**Problem requirements**
I'd like an exact copy of every line from the start of the entries below through the line containing "[(1008, 133), (601, 351)]", please.

**Collected data**
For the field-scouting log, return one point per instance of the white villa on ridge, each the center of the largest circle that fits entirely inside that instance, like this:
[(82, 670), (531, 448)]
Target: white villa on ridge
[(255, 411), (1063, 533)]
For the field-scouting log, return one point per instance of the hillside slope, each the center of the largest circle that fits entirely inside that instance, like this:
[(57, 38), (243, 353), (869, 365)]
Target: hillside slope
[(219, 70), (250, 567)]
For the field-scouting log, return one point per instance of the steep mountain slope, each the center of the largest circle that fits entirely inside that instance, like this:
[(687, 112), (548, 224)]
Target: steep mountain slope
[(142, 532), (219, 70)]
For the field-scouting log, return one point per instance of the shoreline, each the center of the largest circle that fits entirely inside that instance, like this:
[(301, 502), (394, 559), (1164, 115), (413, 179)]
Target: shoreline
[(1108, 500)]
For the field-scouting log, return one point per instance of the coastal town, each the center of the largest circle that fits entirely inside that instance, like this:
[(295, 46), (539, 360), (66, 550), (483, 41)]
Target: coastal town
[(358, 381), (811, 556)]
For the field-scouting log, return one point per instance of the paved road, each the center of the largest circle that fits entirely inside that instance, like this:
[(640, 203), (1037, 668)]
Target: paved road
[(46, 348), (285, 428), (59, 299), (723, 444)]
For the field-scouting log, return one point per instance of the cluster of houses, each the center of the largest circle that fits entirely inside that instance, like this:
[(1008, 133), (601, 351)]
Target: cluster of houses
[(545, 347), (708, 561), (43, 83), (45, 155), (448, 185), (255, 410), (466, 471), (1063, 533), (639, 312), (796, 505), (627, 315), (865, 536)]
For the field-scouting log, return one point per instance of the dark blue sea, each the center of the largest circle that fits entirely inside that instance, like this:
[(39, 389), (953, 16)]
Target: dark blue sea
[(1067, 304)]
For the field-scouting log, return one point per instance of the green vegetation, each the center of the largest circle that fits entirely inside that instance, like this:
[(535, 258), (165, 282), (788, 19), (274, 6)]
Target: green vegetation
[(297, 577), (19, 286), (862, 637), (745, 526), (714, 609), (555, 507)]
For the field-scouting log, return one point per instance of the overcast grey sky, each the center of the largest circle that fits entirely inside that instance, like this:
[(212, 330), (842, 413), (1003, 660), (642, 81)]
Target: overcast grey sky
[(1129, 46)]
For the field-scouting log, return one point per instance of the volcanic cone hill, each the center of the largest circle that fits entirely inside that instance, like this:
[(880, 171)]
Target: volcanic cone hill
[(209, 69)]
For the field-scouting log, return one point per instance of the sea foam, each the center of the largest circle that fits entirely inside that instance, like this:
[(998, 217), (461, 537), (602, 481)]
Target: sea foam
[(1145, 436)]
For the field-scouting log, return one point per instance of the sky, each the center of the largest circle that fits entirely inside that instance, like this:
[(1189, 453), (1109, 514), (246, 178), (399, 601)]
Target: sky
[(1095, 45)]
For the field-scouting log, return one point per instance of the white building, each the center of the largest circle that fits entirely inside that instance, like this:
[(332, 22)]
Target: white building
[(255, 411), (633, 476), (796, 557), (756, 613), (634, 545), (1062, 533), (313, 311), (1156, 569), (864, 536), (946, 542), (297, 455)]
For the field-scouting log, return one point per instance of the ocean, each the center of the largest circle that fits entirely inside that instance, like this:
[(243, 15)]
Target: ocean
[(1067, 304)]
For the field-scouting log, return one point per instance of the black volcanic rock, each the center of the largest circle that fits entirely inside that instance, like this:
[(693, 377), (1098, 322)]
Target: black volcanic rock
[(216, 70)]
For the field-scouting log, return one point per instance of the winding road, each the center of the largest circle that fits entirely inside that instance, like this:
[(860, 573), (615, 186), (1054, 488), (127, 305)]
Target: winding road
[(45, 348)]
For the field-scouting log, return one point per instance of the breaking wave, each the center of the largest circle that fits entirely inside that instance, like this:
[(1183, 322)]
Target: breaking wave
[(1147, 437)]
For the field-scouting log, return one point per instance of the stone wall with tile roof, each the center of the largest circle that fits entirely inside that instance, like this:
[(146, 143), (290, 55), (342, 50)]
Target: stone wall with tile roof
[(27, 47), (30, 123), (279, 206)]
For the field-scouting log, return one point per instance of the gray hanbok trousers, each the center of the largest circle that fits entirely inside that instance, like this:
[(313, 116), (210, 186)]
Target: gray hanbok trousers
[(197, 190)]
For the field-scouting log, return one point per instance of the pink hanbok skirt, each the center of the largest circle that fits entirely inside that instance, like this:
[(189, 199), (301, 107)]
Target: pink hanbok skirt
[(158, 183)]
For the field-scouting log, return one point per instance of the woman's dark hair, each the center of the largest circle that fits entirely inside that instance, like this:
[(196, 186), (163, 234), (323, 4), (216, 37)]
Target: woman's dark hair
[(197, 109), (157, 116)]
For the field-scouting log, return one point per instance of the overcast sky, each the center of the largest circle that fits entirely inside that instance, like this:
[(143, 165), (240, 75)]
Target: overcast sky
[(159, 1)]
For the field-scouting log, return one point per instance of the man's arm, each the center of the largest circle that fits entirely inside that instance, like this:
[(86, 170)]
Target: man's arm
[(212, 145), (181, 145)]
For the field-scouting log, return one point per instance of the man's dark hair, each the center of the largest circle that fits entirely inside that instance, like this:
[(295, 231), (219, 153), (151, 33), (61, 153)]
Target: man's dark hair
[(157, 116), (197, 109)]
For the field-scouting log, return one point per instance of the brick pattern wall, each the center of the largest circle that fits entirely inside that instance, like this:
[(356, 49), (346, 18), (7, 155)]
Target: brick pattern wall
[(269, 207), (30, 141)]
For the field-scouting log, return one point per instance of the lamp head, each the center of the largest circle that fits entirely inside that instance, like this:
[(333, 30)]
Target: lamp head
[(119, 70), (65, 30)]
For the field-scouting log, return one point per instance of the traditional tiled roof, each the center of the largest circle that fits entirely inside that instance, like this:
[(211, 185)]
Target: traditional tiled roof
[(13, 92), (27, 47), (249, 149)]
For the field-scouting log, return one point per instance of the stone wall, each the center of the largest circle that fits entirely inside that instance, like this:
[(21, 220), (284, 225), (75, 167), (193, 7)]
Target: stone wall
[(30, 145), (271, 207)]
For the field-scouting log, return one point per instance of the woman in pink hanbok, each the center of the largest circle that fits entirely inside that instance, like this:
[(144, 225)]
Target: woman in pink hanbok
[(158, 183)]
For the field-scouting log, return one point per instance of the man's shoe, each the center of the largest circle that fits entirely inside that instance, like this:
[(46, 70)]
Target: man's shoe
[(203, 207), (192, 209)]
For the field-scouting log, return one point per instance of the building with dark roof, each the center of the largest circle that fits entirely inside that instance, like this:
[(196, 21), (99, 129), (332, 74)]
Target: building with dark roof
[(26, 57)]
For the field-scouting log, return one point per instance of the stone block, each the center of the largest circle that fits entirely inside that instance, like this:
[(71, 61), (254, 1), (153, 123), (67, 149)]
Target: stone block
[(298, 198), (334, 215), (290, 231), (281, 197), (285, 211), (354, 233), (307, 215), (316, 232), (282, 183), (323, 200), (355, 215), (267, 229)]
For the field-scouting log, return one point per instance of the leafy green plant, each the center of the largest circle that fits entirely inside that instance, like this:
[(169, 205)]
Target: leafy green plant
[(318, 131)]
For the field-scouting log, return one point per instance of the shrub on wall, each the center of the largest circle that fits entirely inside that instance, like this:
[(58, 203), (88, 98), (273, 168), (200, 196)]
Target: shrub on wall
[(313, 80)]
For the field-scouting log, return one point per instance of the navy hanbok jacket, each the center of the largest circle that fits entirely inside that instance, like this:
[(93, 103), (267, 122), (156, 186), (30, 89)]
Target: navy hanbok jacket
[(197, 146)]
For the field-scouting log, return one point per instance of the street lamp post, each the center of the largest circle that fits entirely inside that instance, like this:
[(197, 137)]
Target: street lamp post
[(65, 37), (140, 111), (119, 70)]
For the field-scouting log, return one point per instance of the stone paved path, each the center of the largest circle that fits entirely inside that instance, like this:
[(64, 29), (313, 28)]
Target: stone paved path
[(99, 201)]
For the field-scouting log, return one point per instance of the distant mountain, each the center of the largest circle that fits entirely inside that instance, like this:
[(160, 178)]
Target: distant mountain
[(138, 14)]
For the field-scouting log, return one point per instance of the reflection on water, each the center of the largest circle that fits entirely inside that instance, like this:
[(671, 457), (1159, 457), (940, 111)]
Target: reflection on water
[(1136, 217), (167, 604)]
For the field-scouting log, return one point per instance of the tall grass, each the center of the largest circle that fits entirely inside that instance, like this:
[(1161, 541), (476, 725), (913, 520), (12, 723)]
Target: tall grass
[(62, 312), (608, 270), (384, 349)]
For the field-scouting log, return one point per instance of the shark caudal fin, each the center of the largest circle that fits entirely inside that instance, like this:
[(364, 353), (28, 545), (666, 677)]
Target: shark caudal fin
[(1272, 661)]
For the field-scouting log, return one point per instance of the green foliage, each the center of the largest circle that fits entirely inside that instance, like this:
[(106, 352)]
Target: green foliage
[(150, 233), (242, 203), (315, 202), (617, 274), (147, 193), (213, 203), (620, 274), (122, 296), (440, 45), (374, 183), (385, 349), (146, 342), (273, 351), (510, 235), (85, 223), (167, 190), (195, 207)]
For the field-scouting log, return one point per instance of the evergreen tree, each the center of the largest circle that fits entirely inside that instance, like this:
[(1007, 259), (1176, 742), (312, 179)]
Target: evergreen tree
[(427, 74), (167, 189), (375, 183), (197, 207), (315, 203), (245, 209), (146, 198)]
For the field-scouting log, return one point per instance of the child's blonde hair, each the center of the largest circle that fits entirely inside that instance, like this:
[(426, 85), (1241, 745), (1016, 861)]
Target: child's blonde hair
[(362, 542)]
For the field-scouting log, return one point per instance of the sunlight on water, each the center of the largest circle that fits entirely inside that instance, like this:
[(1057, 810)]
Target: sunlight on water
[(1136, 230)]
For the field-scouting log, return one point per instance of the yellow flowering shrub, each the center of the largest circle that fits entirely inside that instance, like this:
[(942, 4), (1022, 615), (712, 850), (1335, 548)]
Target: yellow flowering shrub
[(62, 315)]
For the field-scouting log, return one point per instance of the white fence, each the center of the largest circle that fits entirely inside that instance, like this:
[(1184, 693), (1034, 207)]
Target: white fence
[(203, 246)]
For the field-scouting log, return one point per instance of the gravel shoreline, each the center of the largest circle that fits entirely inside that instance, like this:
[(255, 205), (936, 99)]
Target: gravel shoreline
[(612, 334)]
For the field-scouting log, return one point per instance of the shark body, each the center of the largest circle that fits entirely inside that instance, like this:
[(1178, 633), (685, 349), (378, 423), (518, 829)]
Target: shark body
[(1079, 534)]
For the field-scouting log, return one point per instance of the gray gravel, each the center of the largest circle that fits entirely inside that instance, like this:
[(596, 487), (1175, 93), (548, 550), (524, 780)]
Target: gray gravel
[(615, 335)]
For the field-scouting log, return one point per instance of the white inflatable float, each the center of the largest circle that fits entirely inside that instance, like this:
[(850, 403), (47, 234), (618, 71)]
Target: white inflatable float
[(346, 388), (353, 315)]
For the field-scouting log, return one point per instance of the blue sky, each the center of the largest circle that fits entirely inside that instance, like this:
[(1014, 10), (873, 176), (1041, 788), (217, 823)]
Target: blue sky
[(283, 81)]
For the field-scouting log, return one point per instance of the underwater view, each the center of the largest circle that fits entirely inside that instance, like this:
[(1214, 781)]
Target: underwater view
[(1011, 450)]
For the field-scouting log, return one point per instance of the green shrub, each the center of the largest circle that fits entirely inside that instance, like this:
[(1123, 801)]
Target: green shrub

**Result**
For the field-scouting log, return one point per instance of the white villa on ridge, each the center of the largest circle that fits entirely inside that instance, like this:
[(82, 670), (531, 448)]
Target: white villa on ridge
[(255, 411), (1063, 533)]
For the field-scouting log, return one point per instance of the hillside slope, each the center of the largest circle that fits entirely inside that instance, like this:
[(57, 38), (243, 353), (869, 365)]
Target: hillside slope
[(219, 70), (250, 567)]
For the field-scouting log, return one point per instance of the steep mountain slope, each the center of the largest circle that fits entirely inside that instance, like this:
[(687, 112), (548, 224)]
Target: steep mountain slope
[(142, 532), (219, 70)]
For the field-scouting log, return one point per instance of the shoreline, each the center of the largest circle that fits entirely inside that instance, like this:
[(301, 502), (394, 559), (1164, 115), (413, 179)]
Target: shoreline
[(1108, 500)]
For the field-scouting log, return one point per instance of the coastal town, each the center of the largest circle that fits entirely inside that instance, like this:
[(295, 46), (539, 360), (66, 550), (483, 41)]
Target: coastal town
[(358, 381), (811, 556)]
For the field-scouting log, return one point per instance of the paved road, each the center of the largest circle that fits entirely inside that instance, like this:
[(640, 203), (1037, 668)]
Target: paved road
[(46, 348), (285, 428), (59, 299), (723, 444)]
For the field-scouting log, return one point per instance of the cluster of houses, each the center of the largest circle that fits entirely inside that instance, like this:
[(1008, 133), (601, 351)]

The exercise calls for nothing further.